■ **WORK INSTRUCTION**
Copy the data below verbatim, leaving no line out.

**** GIVEN DATA ****

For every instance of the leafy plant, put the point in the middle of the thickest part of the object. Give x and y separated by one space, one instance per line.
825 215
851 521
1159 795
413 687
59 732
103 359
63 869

****

■ **RESPONSE AREA**
For every instance of the leafy plant, put the point in the middle of the thickest part of the object. Give x and y separated by one space, one instance per line.
825 215
851 521
1159 795
413 687
59 732
103 359
63 869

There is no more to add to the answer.